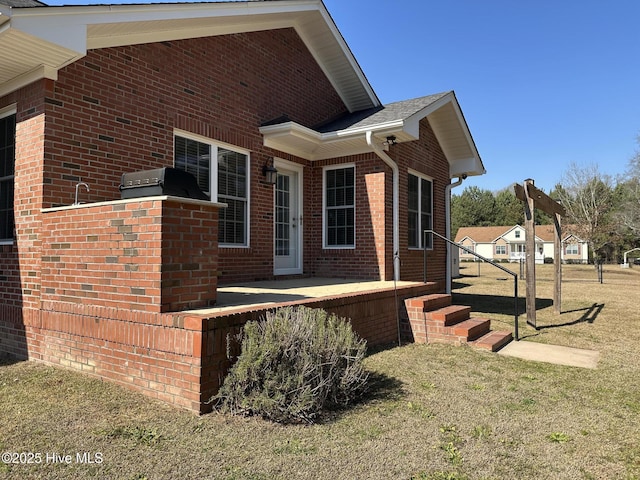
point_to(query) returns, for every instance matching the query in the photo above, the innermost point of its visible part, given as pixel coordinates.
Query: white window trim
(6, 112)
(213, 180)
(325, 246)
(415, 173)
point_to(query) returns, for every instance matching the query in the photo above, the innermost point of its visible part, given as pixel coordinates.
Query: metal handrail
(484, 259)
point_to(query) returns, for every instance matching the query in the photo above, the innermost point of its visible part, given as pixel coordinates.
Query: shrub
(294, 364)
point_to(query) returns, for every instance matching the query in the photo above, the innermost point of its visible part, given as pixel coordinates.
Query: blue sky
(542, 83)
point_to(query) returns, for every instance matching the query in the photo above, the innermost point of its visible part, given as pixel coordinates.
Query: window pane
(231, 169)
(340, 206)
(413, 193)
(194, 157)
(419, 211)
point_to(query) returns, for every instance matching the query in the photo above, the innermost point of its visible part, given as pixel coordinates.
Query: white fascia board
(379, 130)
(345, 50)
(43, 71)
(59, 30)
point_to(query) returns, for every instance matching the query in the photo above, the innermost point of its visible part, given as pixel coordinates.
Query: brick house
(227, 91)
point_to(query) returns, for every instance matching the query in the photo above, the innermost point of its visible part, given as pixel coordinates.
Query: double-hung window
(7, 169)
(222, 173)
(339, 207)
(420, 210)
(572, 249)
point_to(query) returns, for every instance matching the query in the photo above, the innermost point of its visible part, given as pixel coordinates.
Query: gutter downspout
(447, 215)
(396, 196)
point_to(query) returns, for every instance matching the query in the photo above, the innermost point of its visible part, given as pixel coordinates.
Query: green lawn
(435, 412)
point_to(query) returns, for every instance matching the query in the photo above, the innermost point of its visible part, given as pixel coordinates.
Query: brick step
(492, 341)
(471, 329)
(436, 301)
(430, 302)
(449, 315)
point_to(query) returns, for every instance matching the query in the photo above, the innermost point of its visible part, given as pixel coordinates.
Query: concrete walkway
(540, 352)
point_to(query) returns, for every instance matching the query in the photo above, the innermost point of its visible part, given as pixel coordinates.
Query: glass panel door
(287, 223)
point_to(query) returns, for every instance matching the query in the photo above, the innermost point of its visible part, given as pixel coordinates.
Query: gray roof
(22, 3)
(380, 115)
= = = = =
_Required work_
How many lines in the listing above contain the string "window"? Reply with the number alone.

_Finished task_
3